**Alıntı metin**
Üstâd’ın Hazret-i Mehdi hakkındaki düşünceleri aydınlık ve tereddütsüzdür. Ne zaman geleceğinden çok, ifâ edeceği vazifelerle meşguldur. Bir suale borçlu olduğumuz aşağıdaki satırlar, Hazret-i Mehdi’nin vazifelerinin en derli toplu takdim edildiği ender kaynaklardandır:
“Çok defa mektuplarımda işaret ettiğim gibi, Mehdi-i Al-i Resulün temsil ettiği kudsi cemaatinin şahs-ı manevisinin üç vazifesi var. Eğer çabuk kıyamet kopmazsa ve beşer bütün bütün yoldan çıkmazsa, o vazifeleri onun cemiyeti ve seyyidler cemaati yapacağını rahmet-i İlahiyeden bekliyoruz. Ve onun üç büyük vazifesi olacak:
Birincisi : Fen ve felsefenin tasallutuyla ve maddiyun ve tabiiyyun taunu, beşer içine intişar etmesiyle, herşeyden evvel felsefeyi ve maddiyun fikrini tam susturacak bir tarzda imanı kurtarmaktır.

[İşaretleme kayıtları]
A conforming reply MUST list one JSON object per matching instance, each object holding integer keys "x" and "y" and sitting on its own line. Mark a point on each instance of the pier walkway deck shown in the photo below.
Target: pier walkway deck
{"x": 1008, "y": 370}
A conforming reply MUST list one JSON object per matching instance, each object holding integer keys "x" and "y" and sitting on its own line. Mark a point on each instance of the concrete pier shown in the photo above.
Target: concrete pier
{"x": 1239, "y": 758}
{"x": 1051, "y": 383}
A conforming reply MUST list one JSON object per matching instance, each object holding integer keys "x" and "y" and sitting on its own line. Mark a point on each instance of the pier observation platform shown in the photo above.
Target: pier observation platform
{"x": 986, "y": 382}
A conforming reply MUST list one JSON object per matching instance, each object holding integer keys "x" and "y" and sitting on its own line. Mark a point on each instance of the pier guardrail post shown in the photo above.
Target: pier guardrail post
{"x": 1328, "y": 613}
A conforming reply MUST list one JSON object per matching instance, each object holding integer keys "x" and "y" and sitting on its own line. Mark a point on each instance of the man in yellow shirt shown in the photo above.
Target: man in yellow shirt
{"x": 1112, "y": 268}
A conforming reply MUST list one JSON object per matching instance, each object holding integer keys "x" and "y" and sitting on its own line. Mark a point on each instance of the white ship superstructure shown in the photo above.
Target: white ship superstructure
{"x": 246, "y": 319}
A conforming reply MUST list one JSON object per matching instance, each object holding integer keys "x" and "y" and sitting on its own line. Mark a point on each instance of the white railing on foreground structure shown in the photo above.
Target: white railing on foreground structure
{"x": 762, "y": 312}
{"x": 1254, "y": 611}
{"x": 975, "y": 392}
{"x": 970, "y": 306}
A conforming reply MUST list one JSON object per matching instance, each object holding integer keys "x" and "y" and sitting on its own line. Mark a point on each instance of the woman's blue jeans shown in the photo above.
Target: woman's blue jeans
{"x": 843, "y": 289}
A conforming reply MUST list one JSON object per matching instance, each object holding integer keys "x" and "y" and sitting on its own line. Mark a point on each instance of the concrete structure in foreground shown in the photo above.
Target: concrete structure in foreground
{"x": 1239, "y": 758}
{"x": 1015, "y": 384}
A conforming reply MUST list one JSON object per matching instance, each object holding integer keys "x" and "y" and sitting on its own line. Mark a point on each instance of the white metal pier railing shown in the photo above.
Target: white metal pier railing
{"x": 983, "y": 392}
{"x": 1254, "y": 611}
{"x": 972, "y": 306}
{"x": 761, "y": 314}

**Alıştırma görevi**
Hazret-i Mehdi'nin vazifelerine dair yukarıdaki metni hiçbir değişiklik yapmadan baştan sona yeniden yazın.

**Aşağıdaki çıktı**
Üstâd’ın Hazret-i Mehdi hakkındaki düşünceleri aydınlık ve tereddütsüzdür. Ne zaman geleceğinden çok, ifâ edeceği vazifelerle meşguldur. Bir suale borçlu olduğumuz aşağıdaki satırlar, Hazret-i Mehdi’nin vazifelerinin en derli toplu takdim edildiği ender kaynaklardandır:
“Çok defa mektuplarımda işaret ettiğim gibi, Mehdi-i Al-i Resulün temsil ettiği kudsi cemaatinin şahs-ı manevisinin üç vazifesi var. Eğer çabuk kıyamet kopmazsa ve beşer bütün bütün yoldan çıkmazsa, o vazifeleri onun cemiyeti ve seyyidler cemaati yapacağını rahmet-i İlahiyeden bekliyoruz. Ve onun üç büyük vazifesi olacak:
Birincisi : Fen ve felsefenin tasallutuyla ve maddiyun ve tabiiyyun taunu, beşer içine intişar etmesiyle, herşeyden evvel felsefeyi ve maddiyun fikrini tam susturacak bir tarzda imanı kurtarmaktır.